→ **WHAT THE TASK ASKS**:
Print out the records below with nothing altered.

[DATA IN THIS EXERCISE]

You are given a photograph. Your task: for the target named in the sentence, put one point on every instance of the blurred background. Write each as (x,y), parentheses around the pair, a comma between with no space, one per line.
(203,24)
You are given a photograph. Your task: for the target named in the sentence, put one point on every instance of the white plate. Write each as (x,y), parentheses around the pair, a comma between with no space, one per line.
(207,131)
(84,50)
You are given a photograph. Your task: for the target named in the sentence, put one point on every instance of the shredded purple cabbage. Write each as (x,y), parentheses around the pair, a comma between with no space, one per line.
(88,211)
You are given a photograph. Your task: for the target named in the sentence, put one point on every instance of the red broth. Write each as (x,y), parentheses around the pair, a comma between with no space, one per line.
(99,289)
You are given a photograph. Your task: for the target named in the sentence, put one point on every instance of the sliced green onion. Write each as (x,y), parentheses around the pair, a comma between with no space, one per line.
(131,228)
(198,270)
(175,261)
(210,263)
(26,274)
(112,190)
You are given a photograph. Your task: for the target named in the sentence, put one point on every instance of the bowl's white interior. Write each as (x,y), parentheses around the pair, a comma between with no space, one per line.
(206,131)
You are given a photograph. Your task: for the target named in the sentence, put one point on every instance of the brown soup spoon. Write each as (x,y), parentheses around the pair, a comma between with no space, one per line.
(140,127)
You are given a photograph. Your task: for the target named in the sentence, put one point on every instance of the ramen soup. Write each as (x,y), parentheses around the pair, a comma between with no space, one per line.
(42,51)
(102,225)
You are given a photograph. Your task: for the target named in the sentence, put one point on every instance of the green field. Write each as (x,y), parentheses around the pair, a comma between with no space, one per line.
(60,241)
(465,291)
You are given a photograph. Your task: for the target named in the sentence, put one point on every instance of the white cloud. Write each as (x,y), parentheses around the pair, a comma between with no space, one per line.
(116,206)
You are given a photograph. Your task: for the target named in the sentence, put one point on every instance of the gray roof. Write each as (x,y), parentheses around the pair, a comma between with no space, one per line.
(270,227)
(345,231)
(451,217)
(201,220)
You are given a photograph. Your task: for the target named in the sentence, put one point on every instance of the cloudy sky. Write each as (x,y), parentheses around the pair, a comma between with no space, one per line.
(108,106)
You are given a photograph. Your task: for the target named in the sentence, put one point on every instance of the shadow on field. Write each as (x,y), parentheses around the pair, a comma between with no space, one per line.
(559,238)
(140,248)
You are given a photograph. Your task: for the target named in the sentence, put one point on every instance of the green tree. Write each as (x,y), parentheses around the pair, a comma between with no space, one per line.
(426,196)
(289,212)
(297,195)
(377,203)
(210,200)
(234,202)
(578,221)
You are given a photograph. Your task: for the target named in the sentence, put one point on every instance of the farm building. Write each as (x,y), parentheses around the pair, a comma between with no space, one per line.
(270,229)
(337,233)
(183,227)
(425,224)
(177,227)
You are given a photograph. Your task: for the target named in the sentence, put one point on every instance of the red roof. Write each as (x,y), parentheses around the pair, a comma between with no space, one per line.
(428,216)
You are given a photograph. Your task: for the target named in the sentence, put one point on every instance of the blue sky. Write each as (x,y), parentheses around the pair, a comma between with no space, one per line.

[/DATA IN THIS EXERCISE]

→ **TASK RESPONSE**:
You are given a photograph. Your task: for the target named in the sentence, put one point on every instance of the blurred background. Write each as (x,y), parentheses around the pair, a comma between with no space, one per line.
(203,24)
You are given a photograph. Your task: for the target named in the sentence, put one point on every instance of the white plate. Write each as (x,y), parentheses around the pair, a comma between with no space, one per line.
(207,131)
(84,50)
You are given a photograph. Your task: for the target named in the sentence, put one point on every instance of the shredded purple cabbage. Write each as (x,y), parentheses around the pair, a comma between with no space, one per line.
(88,211)
You are given a photograph. Your task: for the target named in the sentence, put one point on every instance of the red broth. Write each as (x,y), parentheses around the pair, a comma between with no space, one per line.
(99,289)
You are given a photograph. Your task: for the target named in the sentence, put one point on every instance of the sliced green onion. Write each as (x,y), parentheses around the pair, a comma between with no space, one per line.
(131,228)
(198,270)
(175,261)
(210,263)
(26,274)
(112,190)
You are given a photograph. Your task: for the target named in the sentence, put one point on every instance of the bowl's white interior. Write each as (x,y), parentheses around the pair, a comma between with no space, one per line.
(206,131)
You are given a photograph. Your task: for the target named in the sentence, put one point on every instance of the brown soup spoon. Write each as (x,y), parentheses around the pair, a comma between with no space, one per line.
(140,127)
You are given a photograph. Your task: for the target named in the sentence, put one point on every instance of the ramen soup. Write each as (x,y), parentheses around the pair, a comma between with no space, one per line.
(42,51)
(102,225)
You are given a photograph. Your task: for the target named in the sentence, put one point on every instance of the green field. Write each as (x,y), parentheses around the pair, a comma between with no space, one per line.
(60,241)
(465,291)
You are given a photograph. Your task: for the target named in the sentence, put one point on every instance of the white cloud. Write each as (x,y), parentheses around the pair, a comma between with no space, one per line.
(116,206)
You are given a photograph. Your task: for the target named in the sentence, put one point on every instance of the gray roof. Write each as (x,y), parentheses around the pair, a comma between with no space, one per line.
(270,227)
(345,231)
(451,217)
(201,220)
You are given a photograph. Your task: for the target named in the sentence, put one point on every instance of the cloudy sky. Write each as (x,y), parentheses around the pair, a comma between with no space, one per line.
(108,106)
You are given a photograph. Your task: for the target named in the sentence, put one point on every instance of the shadow on field. Write each as (x,y), parentheses around the pair, a comma between with no space, one per line.
(559,238)
(140,248)
You are given a photograph. Your task: for the target named in the sentence, put one point on every instance of the green tree. Write each as (x,y), parentheses around the pair, a comma between with no space, one per line.
(426,196)
(289,212)
(297,195)
(377,203)
(210,200)
(234,202)
(578,221)
You are given a photograph. Your task: for the target named in the sentence, put one point on every instance of the farm building. Write each as (x,y), parentheses around the pair, a comma between with no space, one per line.
(270,229)
(337,233)
(183,227)
(425,224)
(177,227)
You are given a photograph. Your task: for the target named in the sentence, put one point on every instance of the red roof. Write each as (x,y), parentheses around the pair, a comma between with no space, one per line.
(428,216)
You are given a photograph. Your task: for the target named in the sentence, put one point on every instance of the blue sky. Write each as (x,y), parentheses around the pair, a comma between with no space, one per line.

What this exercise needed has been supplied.